Retype the entries below verbatim, starting at the line that contains "like (887, 613)." and ending after the line that contains "(1027, 611)", both lines included.

> [Material to process]:
○ ○ ○ ○ ○
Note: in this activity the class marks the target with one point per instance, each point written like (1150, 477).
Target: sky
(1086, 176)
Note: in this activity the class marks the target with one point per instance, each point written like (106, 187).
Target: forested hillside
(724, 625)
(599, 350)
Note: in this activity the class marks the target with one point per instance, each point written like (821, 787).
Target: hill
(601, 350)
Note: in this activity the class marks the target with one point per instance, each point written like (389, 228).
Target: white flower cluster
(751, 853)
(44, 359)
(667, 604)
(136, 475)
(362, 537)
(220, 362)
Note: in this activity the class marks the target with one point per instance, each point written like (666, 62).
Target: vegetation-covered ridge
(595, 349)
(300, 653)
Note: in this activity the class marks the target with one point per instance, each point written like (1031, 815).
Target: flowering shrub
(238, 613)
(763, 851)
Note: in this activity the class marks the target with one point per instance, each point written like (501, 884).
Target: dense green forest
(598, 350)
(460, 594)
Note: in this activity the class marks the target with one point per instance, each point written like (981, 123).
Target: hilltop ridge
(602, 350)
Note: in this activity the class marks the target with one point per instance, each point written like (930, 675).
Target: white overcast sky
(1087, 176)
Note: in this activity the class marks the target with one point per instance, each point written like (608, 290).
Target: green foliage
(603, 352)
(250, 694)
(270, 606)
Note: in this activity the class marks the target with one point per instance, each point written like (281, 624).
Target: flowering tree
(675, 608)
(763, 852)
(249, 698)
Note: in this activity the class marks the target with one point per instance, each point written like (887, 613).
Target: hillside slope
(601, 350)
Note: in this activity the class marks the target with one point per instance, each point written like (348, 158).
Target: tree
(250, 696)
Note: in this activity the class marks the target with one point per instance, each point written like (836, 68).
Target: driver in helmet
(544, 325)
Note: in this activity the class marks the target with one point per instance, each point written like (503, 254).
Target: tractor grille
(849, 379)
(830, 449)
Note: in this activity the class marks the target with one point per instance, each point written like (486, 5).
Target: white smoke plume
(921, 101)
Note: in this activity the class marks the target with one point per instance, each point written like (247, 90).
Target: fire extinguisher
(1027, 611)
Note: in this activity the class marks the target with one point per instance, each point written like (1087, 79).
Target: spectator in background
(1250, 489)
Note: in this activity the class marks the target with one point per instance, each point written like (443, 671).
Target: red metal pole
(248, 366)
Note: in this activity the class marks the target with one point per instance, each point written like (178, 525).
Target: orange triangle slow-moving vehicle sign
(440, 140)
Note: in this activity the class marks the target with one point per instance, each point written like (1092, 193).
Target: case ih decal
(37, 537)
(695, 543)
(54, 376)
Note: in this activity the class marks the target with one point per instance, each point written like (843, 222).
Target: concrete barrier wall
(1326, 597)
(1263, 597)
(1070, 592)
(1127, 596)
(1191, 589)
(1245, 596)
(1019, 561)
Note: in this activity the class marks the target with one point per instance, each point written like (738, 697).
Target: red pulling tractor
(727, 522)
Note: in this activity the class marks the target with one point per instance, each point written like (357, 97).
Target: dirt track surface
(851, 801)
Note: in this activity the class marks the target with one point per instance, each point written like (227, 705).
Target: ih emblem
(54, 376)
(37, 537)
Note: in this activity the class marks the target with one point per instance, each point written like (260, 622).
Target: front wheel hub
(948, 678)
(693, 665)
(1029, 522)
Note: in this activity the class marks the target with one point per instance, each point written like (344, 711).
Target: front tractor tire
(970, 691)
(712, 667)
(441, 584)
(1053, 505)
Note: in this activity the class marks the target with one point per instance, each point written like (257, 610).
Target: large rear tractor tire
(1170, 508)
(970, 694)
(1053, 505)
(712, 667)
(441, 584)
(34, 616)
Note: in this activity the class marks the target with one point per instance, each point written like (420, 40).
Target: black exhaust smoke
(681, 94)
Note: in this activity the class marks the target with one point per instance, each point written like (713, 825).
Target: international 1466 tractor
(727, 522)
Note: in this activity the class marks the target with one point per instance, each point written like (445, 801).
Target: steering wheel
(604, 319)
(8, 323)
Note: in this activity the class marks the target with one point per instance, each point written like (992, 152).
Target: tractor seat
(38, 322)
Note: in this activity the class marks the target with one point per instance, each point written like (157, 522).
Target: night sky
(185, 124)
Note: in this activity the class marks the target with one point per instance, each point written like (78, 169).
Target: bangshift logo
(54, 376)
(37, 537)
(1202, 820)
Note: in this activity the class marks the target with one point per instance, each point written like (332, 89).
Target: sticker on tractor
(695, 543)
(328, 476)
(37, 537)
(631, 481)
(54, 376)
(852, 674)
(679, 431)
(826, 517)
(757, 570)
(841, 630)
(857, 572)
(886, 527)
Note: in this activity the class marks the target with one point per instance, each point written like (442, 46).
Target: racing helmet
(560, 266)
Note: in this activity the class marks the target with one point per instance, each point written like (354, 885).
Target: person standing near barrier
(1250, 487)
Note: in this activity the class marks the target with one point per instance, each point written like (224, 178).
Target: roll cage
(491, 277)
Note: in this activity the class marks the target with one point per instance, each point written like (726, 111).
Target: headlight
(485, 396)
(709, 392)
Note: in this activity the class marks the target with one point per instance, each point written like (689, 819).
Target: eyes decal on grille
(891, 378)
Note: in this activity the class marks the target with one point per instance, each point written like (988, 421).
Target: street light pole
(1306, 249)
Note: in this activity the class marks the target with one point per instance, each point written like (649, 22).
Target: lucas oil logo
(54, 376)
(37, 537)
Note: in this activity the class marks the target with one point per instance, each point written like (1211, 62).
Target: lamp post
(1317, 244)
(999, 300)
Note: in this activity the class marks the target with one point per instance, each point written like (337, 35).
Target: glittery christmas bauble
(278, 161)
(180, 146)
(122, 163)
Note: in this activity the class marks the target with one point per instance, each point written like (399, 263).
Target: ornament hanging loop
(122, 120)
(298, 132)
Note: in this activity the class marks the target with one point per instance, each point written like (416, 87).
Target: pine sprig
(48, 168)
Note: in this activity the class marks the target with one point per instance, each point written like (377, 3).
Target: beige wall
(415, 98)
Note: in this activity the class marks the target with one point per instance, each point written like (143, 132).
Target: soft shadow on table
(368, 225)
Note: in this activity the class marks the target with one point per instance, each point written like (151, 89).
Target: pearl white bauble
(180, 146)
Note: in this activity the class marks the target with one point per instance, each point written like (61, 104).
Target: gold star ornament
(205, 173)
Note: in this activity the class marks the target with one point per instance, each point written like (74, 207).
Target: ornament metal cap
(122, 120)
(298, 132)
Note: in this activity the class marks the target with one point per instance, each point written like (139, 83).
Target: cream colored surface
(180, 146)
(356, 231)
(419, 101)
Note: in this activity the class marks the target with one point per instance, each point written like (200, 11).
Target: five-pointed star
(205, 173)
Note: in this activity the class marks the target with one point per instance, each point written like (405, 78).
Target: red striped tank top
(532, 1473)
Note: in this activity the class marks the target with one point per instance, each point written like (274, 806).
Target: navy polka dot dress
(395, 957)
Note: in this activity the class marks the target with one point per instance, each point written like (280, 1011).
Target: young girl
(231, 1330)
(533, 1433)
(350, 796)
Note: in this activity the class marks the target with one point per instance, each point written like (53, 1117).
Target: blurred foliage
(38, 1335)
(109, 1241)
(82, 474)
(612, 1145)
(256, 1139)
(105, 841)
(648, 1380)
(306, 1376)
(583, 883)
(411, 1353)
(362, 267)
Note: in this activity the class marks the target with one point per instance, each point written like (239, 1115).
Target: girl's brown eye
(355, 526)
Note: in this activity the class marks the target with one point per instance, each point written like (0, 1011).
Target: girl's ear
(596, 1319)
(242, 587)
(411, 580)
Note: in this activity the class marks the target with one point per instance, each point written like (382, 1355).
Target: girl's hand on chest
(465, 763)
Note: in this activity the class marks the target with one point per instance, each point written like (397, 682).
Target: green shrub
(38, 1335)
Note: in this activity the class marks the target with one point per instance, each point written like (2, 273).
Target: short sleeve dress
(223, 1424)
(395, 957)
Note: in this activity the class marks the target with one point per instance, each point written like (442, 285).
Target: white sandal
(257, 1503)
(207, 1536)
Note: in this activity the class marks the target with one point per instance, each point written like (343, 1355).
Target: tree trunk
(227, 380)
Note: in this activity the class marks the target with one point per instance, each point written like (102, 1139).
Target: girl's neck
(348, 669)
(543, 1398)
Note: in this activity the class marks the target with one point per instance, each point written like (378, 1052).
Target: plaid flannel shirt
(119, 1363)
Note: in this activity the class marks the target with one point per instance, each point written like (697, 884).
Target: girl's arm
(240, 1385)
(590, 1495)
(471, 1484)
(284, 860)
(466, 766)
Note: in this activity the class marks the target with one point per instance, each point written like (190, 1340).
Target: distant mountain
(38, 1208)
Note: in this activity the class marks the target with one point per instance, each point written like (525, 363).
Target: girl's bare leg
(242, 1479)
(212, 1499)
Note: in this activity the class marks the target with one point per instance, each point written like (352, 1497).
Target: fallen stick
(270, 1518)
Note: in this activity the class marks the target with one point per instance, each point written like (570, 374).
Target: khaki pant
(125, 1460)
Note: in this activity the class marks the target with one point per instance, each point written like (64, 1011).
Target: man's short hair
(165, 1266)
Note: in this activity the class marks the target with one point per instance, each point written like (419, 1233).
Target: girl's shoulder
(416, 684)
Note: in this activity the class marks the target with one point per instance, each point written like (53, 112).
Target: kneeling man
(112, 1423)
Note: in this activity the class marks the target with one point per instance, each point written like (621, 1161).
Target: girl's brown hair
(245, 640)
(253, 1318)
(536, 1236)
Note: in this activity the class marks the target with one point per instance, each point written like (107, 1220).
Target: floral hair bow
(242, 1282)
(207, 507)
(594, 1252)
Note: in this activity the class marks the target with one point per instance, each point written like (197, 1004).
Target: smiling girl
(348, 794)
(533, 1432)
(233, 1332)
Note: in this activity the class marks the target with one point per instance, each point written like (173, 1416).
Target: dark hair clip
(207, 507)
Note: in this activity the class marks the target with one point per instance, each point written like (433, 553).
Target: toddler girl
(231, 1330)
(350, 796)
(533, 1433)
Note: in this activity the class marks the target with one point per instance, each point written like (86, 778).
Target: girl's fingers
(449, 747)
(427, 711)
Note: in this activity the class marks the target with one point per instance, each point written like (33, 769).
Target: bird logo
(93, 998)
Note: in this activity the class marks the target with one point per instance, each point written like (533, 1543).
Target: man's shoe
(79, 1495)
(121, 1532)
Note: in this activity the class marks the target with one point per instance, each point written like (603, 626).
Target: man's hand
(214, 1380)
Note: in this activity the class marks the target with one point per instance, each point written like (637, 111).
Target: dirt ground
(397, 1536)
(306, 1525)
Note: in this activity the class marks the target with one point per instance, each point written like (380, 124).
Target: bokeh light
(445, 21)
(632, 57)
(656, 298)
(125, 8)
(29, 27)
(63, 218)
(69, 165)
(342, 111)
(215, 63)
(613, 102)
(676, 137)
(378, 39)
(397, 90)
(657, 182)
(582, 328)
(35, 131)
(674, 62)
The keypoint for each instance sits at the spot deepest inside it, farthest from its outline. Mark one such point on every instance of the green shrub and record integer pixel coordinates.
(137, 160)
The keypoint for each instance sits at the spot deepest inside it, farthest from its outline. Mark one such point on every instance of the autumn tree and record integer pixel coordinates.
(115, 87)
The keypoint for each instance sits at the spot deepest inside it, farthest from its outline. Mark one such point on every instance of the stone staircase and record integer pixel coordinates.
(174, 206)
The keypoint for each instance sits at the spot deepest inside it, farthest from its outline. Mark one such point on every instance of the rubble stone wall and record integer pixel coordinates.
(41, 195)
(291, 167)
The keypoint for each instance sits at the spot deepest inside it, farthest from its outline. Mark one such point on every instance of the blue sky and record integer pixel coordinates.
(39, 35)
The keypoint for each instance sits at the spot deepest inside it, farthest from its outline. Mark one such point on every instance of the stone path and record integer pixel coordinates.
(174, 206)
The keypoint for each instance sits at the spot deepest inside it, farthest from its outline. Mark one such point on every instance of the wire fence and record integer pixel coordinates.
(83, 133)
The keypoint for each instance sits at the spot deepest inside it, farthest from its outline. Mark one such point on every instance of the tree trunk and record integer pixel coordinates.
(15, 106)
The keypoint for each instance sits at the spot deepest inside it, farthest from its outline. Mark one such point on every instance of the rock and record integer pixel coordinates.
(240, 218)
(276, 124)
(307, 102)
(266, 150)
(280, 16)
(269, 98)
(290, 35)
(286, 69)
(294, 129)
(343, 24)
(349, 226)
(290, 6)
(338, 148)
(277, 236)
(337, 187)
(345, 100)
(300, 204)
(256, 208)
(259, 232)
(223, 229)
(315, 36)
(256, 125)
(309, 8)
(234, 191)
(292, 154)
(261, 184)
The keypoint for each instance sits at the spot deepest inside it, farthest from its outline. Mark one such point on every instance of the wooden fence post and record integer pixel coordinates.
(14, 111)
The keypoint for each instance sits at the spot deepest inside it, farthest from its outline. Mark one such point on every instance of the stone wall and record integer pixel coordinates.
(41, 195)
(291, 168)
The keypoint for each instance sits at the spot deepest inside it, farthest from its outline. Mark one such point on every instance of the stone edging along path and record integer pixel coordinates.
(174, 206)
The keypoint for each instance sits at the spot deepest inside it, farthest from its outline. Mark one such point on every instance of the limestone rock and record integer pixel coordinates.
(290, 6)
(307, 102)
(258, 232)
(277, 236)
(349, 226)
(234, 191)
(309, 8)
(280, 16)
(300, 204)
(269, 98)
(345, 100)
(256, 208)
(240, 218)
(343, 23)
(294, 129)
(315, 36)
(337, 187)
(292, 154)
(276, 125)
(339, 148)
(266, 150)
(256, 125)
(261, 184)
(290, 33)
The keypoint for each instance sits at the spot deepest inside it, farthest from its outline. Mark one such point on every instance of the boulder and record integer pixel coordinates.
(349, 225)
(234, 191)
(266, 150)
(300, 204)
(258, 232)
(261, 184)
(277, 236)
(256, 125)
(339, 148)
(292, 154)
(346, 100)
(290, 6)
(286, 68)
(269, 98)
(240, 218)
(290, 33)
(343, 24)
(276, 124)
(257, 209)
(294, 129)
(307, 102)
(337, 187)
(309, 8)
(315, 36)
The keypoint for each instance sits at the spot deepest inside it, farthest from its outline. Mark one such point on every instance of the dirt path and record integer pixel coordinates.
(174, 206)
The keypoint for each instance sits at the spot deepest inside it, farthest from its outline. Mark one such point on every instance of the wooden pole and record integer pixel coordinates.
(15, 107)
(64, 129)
○ ○ ○ ○ ○
> [Expected output]:
Note: in this activity the class marks the target with one point per instance, each point written like (887, 613).
Target: hillside slope
(601, 350)
Note: in this activity the class marks the target with one point per instance, each point written like (348, 158).
Target: tree
(250, 696)
Note: in this activity the class marks the target with one point per instance, each point written like (836, 68).
Target: driver in helmet
(544, 325)
Note: in this activity the class marks the target with one point per instance, each point written like (503, 254).
Target: tractor grille
(849, 379)
(830, 449)
Note: in this activity the class marks the target with one point per instance, each point written like (486, 5).
Target: white smoke plume
(921, 101)
Note: in this activity the class marks the target with one point per instance, each point written like (247, 90).
Target: fire extinguisher
(1027, 611)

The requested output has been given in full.